What is being asked: Leave the images out. Give every line below again, precisely.
════════════════════
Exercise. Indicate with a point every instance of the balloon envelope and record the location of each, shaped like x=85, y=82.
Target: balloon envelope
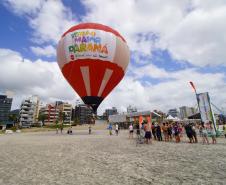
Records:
x=93, y=58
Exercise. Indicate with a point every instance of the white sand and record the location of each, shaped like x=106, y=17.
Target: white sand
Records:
x=47, y=158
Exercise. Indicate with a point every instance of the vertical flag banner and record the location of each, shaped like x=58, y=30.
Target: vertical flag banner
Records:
x=193, y=86
x=140, y=121
x=206, y=111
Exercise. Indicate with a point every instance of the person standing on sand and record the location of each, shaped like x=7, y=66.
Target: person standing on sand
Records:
x=165, y=132
x=147, y=129
x=194, y=135
x=131, y=131
x=61, y=128
x=176, y=132
x=159, y=132
x=153, y=129
x=169, y=129
x=204, y=134
x=188, y=131
x=110, y=129
x=212, y=133
x=116, y=129
x=90, y=129
x=224, y=128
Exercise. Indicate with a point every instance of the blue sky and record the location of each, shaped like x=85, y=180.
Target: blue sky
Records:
x=167, y=49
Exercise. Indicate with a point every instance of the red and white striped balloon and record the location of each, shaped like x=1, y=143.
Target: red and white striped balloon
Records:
x=93, y=58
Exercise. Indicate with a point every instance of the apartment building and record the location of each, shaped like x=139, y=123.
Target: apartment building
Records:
x=29, y=111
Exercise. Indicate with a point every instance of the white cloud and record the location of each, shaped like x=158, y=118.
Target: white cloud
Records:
x=194, y=31
x=24, y=6
x=191, y=30
x=42, y=78
x=26, y=78
x=48, y=51
x=169, y=94
x=48, y=19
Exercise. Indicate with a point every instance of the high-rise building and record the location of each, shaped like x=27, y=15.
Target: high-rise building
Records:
x=131, y=109
x=29, y=111
x=5, y=107
x=51, y=113
x=173, y=112
x=82, y=114
x=185, y=111
x=65, y=112
x=111, y=111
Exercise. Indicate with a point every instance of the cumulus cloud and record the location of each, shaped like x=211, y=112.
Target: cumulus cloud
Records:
x=47, y=51
x=193, y=31
x=23, y=6
x=190, y=30
x=48, y=19
x=25, y=78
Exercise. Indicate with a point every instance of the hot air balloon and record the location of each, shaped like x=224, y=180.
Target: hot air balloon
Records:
x=93, y=58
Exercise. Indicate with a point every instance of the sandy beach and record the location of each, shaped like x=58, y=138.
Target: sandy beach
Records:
x=50, y=158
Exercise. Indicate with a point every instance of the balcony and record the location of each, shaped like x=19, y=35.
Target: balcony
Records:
x=24, y=115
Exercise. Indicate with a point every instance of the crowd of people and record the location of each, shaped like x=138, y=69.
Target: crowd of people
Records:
x=174, y=131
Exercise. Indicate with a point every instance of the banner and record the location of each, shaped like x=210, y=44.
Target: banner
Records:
x=205, y=108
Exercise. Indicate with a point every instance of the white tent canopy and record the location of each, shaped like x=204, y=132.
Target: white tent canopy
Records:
x=173, y=118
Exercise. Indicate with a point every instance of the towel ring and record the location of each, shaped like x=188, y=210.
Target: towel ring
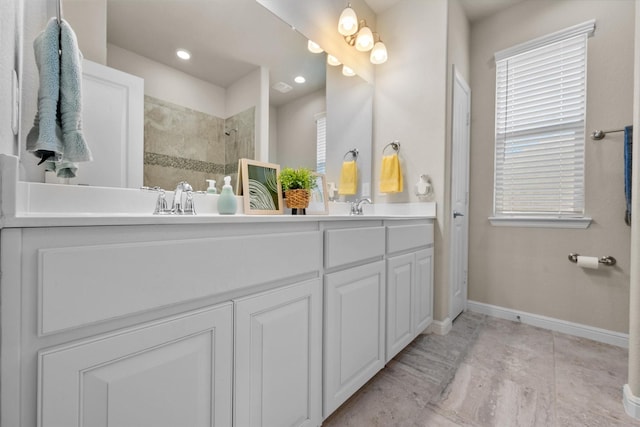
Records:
x=393, y=144
x=354, y=153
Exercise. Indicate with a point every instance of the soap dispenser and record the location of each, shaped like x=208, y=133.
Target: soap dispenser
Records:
x=227, y=203
x=212, y=187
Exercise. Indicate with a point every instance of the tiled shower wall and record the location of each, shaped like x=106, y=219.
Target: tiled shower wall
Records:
x=181, y=144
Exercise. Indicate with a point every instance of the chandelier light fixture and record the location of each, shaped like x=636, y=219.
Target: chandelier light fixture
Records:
x=379, y=52
x=356, y=33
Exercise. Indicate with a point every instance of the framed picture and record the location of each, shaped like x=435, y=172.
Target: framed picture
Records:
x=319, y=203
x=258, y=182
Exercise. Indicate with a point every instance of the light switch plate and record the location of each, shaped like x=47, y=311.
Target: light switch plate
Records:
x=15, y=102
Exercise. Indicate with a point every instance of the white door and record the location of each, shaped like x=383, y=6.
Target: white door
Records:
x=278, y=364
x=460, y=194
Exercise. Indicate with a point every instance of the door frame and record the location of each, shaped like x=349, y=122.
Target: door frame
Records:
x=458, y=79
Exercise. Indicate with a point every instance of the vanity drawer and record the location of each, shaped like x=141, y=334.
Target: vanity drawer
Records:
x=347, y=246
x=86, y=281
x=405, y=237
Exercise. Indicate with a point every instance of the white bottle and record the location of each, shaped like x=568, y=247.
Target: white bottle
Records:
x=227, y=203
x=212, y=186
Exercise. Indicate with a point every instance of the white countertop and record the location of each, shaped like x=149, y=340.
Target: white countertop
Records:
x=53, y=205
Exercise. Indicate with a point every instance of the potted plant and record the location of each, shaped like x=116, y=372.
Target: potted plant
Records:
x=297, y=185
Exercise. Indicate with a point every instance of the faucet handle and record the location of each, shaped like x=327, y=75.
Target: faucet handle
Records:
x=161, y=204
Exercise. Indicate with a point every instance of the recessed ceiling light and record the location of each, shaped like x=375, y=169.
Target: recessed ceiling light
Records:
x=332, y=60
x=314, y=47
x=183, y=54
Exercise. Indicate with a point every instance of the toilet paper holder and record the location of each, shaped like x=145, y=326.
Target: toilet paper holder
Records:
x=606, y=260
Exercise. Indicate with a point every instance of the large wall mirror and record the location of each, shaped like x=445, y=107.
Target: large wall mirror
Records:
x=202, y=115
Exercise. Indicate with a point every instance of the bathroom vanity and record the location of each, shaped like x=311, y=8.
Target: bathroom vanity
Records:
x=132, y=319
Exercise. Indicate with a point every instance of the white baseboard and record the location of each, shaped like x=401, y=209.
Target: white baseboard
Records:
x=631, y=403
x=440, y=327
x=576, y=329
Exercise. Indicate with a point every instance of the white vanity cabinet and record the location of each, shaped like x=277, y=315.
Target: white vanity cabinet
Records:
x=167, y=373
x=278, y=349
x=136, y=325
x=354, y=310
x=190, y=321
x=409, y=283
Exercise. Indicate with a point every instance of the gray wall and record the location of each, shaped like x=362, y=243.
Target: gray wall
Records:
x=527, y=268
x=295, y=130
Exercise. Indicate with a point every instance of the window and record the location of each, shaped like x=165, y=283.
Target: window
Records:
x=321, y=142
x=540, y=127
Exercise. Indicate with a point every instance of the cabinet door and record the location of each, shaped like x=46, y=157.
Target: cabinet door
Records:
x=423, y=295
x=400, y=316
x=354, y=331
x=175, y=372
x=278, y=363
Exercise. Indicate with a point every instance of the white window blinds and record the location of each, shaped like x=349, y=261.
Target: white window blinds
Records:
════════════════════
Solution to this task:
Exercise. Indicate with a point every instance of the balloon envelope and record the location of each, shaped like x=85, y=82.
Target: balloon envelope
Records:
x=93, y=58
Exercise. Indicate with a point every instance of the white sand and record the location of each, shaped like x=106, y=17.
Target: white sand
Records:
x=47, y=158
Exercise. Indicate with a point every instance of the vertical flag banner and record the location of each, shaped like x=58, y=30.
Target: vertical flag banner
Records:
x=193, y=86
x=140, y=121
x=206, y=111
Exercise. Indicate with a point every instance of the person standing on sand and record the location of each, shaped like x=7, y=66.
Target: person standing on sand
Records:
x=165, y=132
x=147, y=129
x=194, y=135
x=131, y=131
x=61, y=128
x=176, y=132
x=159, y=132
x=153, y=129
x=169, y=129
x=204, y=134
x=188, y=131
x=110, y=129
x=212, y=133
x=116, y=129
x=90, y=129
x=224, y=128
Exercise. Indicate with a point every instance of the blue sky and record the location of each, shaped like x=85, y=180.
Target: blue sky
Records:
x=167, y=49
Exercise. Indicate with a point every instance of the red and white striped balloon and record the location of each, shaped like x=1, y=143.
Target: red and white striped balloon
Records:
x=93, y=58
Exercise. Indicate with a point every instance of the apartment building and record the location of each, shaped like x=139, y=123.
Target: apartment building
Records:
x=29, y=111
Exercise. Indicate with a point every instance of the white cloud and record the location of each, shaped like x=158, y=118.
Target: white cloud
Records:
x=194, y=31
x=24, y=6
x=191, y=30
x=42, y=78
x=26, y=78
x=48, y=51
x=169, y=94
x=48, y=19
Exercise. Indicate with a point every instance of the high-rise building and record the location of each, shaped like x=27, y=15.
Target: high-rise building
Records:
x=131, y=109
x=29, y=111
x=5, y=107
x=51, y=113
x=173, y=112
x=82, y=114
x=185, y=111
x=65, y=112
x=111, y=111
Exercise. Indicate with a point every instance of the cumulus cloud and record the location of each, shaped like x=211, y=112.
Target: cumulus cloud
Records:
x=47, y=51
x=193, y=31
x=23, y=6
x=190, y=30
x=48, y=19
x=25, y=78
Exercise. Indicate with a point every instance of the hot air balloon and record the location of each, shaped like x=224, y=180.
Target: hot air balloon
Records:
x=93, y=58
Exercise. Indicate with a point every instance of the sandy beach and record the location of each, shaped like x=58, y=138.
Target: sandy beach
Records:
x=50, y=158
Exercise. Indicate with a point every instance of the balcony and record the location of each, shaped like x=19, y=35.
Target: balcony
Records:
x=24, y=115
Exercise. Indicate with a point every instance of the crowd of people and record the location of each, shaped like x=138, y=69.
Target: crowd of people
Records:
x=174, y=131
Exercise. Indicate with a point every instance of the banner and record the location of each, shaped like x=210, y=44.
Target: banner
Records:
x=205, y=108
Exercise. Indicate with a point every instance of the white tent canopy and record the location of each, shaped like x=204, y=132.
Target: white tent canopy
Records:
x=173, y=118
Exercise. Indicate with a point every instance of the towel ring and record the location of each, shaped like x=188, y=210.
Target: towel ring
Records:
x=393, y=144
x=354, y=153
Exercise. Indicate with a point every instance of the soap dispenser and record the location of each, shaped like x=208, y=133.
Target: soap dispenser
Records:
x=227, y=203
x=212, y=187
Exercise. Indicate with a point every instance of the tiled shower wall and record the location of each, shaped like x=106, y=219.
Target: tiled shower wall
Records:
x=181, y=144
Exercise. Indicate with a point every instance of the chandelier light fixture and record the location of each, shaped like x=636, y=219.
Target: chandelier light fixture
Records:
x=379, y=52
x=356, y=33
Exercise. Indicate with a point every instance of the framed picture and record the location of each, shaped like x=435, y=172.
Target: framed picture
Records:
x=319, y=203
x=258, y=182
Exercise. Indicate with a point every instance of the light switch plate and record the location of each, shaped like x=47, y=311.
Target: light switch plate
Records:
x=15, y=102
Exercise. Indicate with a point every instance of the white door and record the location of each, shaped like x=383, y=6.
Target: white door
Records:
x=278, y=364
x=460, y=194
Exercise. Indicate with a point every instance of the door frame and record the location of each, shaped like x=349, y=122.
Target: door frame
Records:
x=458, y=79
Exercise. Indicate with a point every instance of the vanity drawer and record the location of each, shaped like x=141, y=334.
Target: vanity drawer
Records:
x=347, y=246
x=86, y=281
x=405, y=237
Exercise. Indicate with a point every instance of the white bottle and record the location of each, shaped like x=568, y=247.
Target: white bottle
Records:
x=227, y=203
x=212, y=186
Exercise. Indicate with a point every instance of the white countertop and record the location of each, shaped like x=149, y=340.
Target: white countertop
Records:
x=53, y=205
Exercise. Indicate with a point every instance of the potted plant and record the location of each, shaped like x=116, y=372.
Target: potted plant
Records:
x=297, y=185
Exercise. Indicate with a point every instance of the faucet handle and record the location of each, shaped like x=327, y=75.
Target: faucet handle
Records:
x=161, y=204
Exercise. Indicate with a point every instance of the recessed ceiling light and record the location of each, shaped like x=375, y=169.
Target: recessed ceiling light
Records:
x=332, y=60
x=314, y=47
x=183, y=54
Exercise. Indicate with a point every instance of the toilet paper holder and record the location of each, shaped like x=145, y=326.
Target: toilet paper holder
Records:
x=606, y=260
Exercise. Indicate with a point every instance of the large wall mirror and record the location of each, shaped like x=445, y=107.
Target: large wall mirror
Records:
x=202, y=115
Exercise. Indicate with a point every instance of the bathroom vanity and record the location of each, shaped like x=311, y=8.
Target: bathroom vanity
Records:
x=132, y=319
Exercise. Indicate with a point every instance of the white baseboard and record the location of each, shaped like x=401, y=209.
Target: white baseboard
Records:
x=631, y=403
x=440, y=327
x=576, y=329
Exercise. Indicate with a point every instance of the white vanity cabinet and record the location of each, shaped like x=277, y=315.
Target: white vanity cabinet
Records:
x=167, y=373
x=278, y=349
x=136, y=325
x=354, y=310
x=190, y=321
x=409, y=283
Exercise. Indicate with a point every instance of the gray wall and record the location of each, shaped like x=362, y=243.
Target: gray wall
Records:
x=527, y=268
x=295, y=130
Exercise. Indicate with a point every instance of the window and record the location of each, shaped like x=165, y=283.
Target: window
Records:
x=321, y=142
x=540, y=127
Exercise. Indicate with a point every instance of the cabinet door and record the location of each, shaped like x=46, y=157.
Target: cabinet door
Records:
x=423, y=295
x=400, y=316
x=354, y=331
x=175, y=372
x=278, y=363
Exercise. Indicate with a point every instance of the white window blinds and record the location of each, shaped like x=349, y=261.
Target: white window blinds
Records:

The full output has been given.